Saved entries
***

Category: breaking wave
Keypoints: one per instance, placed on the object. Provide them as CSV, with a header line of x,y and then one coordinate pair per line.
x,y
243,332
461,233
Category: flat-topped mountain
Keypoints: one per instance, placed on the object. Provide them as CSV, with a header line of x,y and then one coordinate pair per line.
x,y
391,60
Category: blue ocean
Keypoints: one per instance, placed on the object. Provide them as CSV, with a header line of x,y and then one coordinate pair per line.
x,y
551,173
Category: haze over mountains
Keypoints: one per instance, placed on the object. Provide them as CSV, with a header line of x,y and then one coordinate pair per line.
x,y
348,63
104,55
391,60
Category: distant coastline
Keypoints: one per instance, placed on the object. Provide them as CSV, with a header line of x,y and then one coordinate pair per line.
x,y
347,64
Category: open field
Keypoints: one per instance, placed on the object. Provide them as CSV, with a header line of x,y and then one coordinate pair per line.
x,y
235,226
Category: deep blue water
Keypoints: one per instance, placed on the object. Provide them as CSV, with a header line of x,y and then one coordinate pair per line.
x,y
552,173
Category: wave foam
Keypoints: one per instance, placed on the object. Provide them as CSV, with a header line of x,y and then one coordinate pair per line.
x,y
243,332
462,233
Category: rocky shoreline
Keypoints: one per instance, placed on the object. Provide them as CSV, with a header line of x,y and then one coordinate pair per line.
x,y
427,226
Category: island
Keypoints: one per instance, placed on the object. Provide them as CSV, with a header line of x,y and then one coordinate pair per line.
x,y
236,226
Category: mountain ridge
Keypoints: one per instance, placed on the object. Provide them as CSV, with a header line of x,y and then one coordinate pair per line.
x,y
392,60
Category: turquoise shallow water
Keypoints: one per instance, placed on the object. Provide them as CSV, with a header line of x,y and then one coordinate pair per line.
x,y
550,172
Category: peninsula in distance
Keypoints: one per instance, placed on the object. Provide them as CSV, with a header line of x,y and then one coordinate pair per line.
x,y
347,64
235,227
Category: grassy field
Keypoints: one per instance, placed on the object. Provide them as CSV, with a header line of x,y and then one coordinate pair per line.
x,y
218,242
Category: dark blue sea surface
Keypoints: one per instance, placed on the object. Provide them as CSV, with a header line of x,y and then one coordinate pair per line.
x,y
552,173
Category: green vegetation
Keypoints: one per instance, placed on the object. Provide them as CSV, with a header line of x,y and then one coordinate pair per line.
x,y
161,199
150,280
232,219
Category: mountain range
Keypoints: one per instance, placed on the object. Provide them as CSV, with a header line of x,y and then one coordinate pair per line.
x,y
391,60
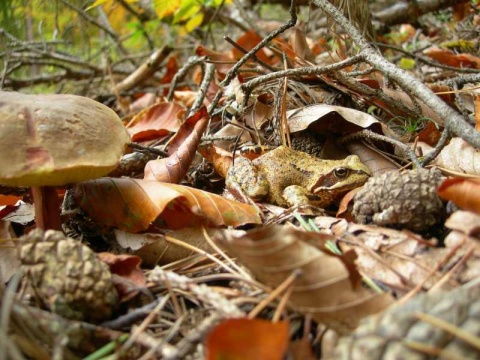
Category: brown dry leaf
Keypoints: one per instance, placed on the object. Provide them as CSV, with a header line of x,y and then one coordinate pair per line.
x,y
247,339
430,134
171,69
132,205
130,277
157,249
459,156
223,61
9,262
327,287
448,57
221,159
181,150
327,119
402,97
299,44
463,192
464,237
392,257
477,112
156,121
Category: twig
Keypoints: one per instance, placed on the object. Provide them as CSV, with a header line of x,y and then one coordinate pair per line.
x,y
191,62
208,76
367,134
453,121
442,142
233,71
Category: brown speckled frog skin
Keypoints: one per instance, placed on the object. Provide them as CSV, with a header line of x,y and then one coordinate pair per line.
x,y
287,177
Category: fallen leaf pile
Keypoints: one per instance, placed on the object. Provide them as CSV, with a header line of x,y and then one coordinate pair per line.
x,y
167,256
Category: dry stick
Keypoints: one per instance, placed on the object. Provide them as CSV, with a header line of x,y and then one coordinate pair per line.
x,y
180,75
208,75
453,121
254,57
91,20
145,71
305,71
428,61
233,71
285,285
442,142
368,134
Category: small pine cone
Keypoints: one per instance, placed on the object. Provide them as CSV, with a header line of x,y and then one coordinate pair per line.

***

§ **Exercise objective**:
Please count the lines above that hold the string "water" and reply with the number alone.

§ **Your solution**:
2